# WORK TO COMPLETE:
Write out word for word a stretch of the mailing-list message below about false broken-link reports. Begin at the words "Something odd is" and stop after "anything like that).".

** Start DOCUMENT TEXT **

W3C home > Mailing lists > Public > www-validator@w3.org > September 2012

Re: checklink: false positives for broken links

From: Jukka K. Korpela <jkorpela@cs.tut.fi>
Date: Wed, 05 Sep 2012 08:28:15 +0300
Message-ID: <5046E2EF.8020108@cs.tut.fi>
To: Star Ostgard <ostarella@gmail.com>
CC: www-validator@w3.org
2012-09-02 22:30, Star Ostgard wrote:

> Did linkchecker for http://shadowwalker.info/archives_a.html and it
> listed these four supposedly broken links:
> Line: 272 http://happyholly.co.uk/FanFiction/2011/10/30/a-matter-of-opinion/
>     *Status*: 404 Not Found

Something odd is happening here. When I try to run the link checker 
directly on the happyholly.co.uk page, I get an analysis with 404 Not 
Found, too. Yet, using most browsers, that page is available, and using, 
on Firefox, Tamper Data to remove all HTTP headers except Host, I still 
get to the page (so this can't be the effect of some User-Agent sniffing 
or anything like that).

** End DOCUMENT TEXT **
** Start DATASET EXTRACT **

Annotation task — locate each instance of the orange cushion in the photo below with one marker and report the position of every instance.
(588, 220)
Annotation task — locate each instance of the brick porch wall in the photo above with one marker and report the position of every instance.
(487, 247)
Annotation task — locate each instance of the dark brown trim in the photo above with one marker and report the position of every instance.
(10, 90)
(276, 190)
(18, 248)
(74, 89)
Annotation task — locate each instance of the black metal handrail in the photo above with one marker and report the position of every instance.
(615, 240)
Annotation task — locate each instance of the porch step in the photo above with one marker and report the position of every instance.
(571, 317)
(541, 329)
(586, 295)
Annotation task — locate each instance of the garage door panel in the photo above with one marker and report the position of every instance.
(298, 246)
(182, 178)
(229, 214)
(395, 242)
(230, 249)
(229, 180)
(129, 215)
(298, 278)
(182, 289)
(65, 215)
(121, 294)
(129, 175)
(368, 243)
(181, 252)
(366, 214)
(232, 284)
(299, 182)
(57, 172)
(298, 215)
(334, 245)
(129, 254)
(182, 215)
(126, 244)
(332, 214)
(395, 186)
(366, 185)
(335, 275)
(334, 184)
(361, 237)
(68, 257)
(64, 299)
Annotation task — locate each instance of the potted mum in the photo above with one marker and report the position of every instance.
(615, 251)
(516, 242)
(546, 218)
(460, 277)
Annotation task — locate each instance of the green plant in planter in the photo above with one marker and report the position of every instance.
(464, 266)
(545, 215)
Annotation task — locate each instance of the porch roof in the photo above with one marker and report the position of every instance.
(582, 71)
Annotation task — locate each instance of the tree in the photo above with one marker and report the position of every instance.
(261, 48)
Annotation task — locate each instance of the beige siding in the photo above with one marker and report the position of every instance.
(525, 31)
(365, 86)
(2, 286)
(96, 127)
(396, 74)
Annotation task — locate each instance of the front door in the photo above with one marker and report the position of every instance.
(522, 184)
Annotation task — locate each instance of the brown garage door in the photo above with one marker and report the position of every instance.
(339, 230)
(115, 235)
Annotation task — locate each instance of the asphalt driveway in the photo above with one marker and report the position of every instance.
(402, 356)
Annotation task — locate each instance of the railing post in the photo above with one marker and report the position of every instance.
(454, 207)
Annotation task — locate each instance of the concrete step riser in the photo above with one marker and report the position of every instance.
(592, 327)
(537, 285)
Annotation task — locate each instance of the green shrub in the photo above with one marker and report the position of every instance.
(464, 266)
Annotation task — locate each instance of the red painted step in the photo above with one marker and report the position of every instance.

** End DATASET EXTRACT **

# TASK SOLUTION:
Something odd is happening here. When I try to run the link checker 
directly on the happyholly.co.uk page, I get an analysis with 404 Not 
Found, too. Yet, using most browsers, that page is available, and using, 
on Firefox, Tamper Data to remove all HTTP headers except Host, I still 
get to the page (so this can't be the effect of some User-Agent sniffing 
or anything like that).